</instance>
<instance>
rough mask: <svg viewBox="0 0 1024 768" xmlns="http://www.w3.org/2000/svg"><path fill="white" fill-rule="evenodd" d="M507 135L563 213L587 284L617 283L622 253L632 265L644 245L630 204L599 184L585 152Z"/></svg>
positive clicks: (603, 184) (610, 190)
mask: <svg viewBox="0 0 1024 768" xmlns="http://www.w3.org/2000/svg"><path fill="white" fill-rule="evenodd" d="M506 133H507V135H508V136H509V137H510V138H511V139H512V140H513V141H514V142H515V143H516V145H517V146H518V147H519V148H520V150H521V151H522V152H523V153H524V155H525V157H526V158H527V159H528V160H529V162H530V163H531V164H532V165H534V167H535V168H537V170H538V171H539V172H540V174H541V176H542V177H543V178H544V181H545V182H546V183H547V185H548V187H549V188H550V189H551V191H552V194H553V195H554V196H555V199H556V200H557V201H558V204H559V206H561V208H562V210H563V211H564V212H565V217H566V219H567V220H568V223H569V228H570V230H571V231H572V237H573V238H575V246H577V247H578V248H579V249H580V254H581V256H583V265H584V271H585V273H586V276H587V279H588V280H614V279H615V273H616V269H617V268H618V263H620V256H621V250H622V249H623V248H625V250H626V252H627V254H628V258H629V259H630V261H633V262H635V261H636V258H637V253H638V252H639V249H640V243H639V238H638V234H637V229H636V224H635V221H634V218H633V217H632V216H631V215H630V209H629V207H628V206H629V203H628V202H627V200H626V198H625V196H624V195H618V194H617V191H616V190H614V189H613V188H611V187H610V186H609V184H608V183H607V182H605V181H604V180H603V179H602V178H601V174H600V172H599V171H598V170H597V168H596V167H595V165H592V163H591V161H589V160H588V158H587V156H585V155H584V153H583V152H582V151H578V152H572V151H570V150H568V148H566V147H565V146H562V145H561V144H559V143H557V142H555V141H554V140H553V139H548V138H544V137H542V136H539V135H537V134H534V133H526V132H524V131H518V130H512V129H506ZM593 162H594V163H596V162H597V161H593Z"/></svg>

» WHAT IS NEEDED
Starting with the first line of the entries, transcribe every line up to and including the one with "rough mask: <svg".

» SOLUTION
</instance>
<instance>
rough mask: <svg viewBox="0 0 1024 768" xmlns="http://www.w3.org/2000/svg"><path fill="white" fill-rule="evenodd" d="M507 135L563 213L587 284L617 283L622 253L632 265L644 245L630 204L599 184L585 152Z"/></svg>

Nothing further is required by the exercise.